▸ Task instructions
Word for word, restate all the records; images are not part of the copy.

▸ Dataset entries
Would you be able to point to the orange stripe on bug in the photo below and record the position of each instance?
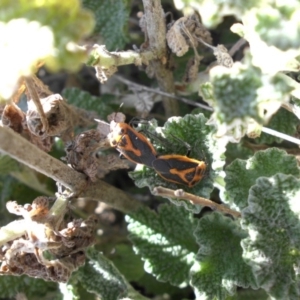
(132, 144)
(179, 169)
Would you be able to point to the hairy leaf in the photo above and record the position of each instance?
(242, 174)
(101, 277)
(273, 245)
(111, 21)
(165, 241)
(177, 135)
(283, 121)
(31, 287)
(221, 266)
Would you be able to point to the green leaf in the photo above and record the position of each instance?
(272, 248)
(284, 122)
(129, 264)
(31, 287)
(101, 277)
(83, 99)
(69, 291)
(111, 21)
(165, 241)
(278, 26)
(221, 267)
(172, 139)
(242, 174)
(235, 93)
(8, 164)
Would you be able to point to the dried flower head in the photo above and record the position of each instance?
(44, 230)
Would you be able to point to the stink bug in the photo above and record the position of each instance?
(132, 144)
(179, 169)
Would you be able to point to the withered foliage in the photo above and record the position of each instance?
(191, 70)
(82, 154)
(61, 117)
(64, 242)
(187, 32)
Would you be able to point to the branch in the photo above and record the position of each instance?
(156, 33)
(101, 57)
(23, 151)
(168, 193)
(35, 98)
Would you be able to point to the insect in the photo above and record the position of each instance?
(179, 169)
(132, 144)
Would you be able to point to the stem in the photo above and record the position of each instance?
(168, 193)
(35, 98)
(23, 151)
(156, 32)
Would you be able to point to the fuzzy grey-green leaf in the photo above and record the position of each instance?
(111, 21)
(101, 277)
(177, 134)
(241, 174)
(221, 266)
(283, 121)
(273, 246)
(165, 241)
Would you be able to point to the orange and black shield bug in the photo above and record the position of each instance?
(132, 144)
(179, 169)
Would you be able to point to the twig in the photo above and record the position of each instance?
(164, 192)
(101, 57)
(280, 135)
(156, 32)
(237, 46)
(22, 150)
(35, 98)
(131, 84)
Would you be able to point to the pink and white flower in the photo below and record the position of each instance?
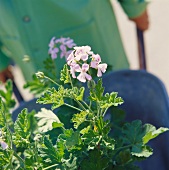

▸ Problem solution
Would you be able to point to the orange stripe on bug in the photo below and record the position of each instance?
(132, 144)
(179, 169)
Would you be able to point to the hairy leaf in the photo above and record the position of each instance?
(242, 174)
(101, 277)
(273, 245)
(111, 21)
(165, 241)
(177, 135)
(283, 121)
(31, 287)
(221, 266)
Would you be able to point to the green leaf in the photo above and record the position of each instance?
(272, 248)
(284, 122)
(129, 264)
(31, 287)
(101, 277)
(83, 99)
(69, 291)
(111, 21)
(165, 241)
(278, 26)
(221, 267)
(172, 139)
(242, 174)
(235, 93)
(8, 164)
Would you be able to point to the dried flower head in the photo above and record the position of each instance?
(44, 230)
Would you be able to point to the stink bug in the photo above and record the position of each instance?
(132, 144)
(179, 169)
Would you be able to point to the withered foliage in the photo above and record the position of each instance?
(191, 70)
(82, 154)
(61, 117)
(64, 242)
(187, 32)
Would you be able to point to the branch in the photo above and record the position of each instance?
(156, 33)
(101, 57)
(23, 151)
(168, 193)
(35, 98)
Would you be able to point to the insect in the photo above and record the position of each instance?
(179, 169)
(132, 144)
Would you be able to point to the stem in the photo above and record the position of each instance?
(168, 193)
(35, 98)
(23, 151)
(156, 32)
Would you be able to point to the fuzzy grey-green leaf in the photo above and record the position of each instance?
(111, 21)
(101, 277)
(177, 134)
(241, 174)
(221, 266)
(283, 121)
(273, 246)
(165, 241)
Would you be able to point to the orange and black shield bug in the photo above and record the position of each instance?
(132, 144)
(179, 169)
Would you be able to point to the twig in the photo above and record the position of each instance?
(164, 192)
(101, 57)
(280, 135)
(156, 32)
(237, 46)
(22, 150)
(35, 98)
(131, 84)
Would you be able to point to the pink and white flower in the photo below and record the position of each instance?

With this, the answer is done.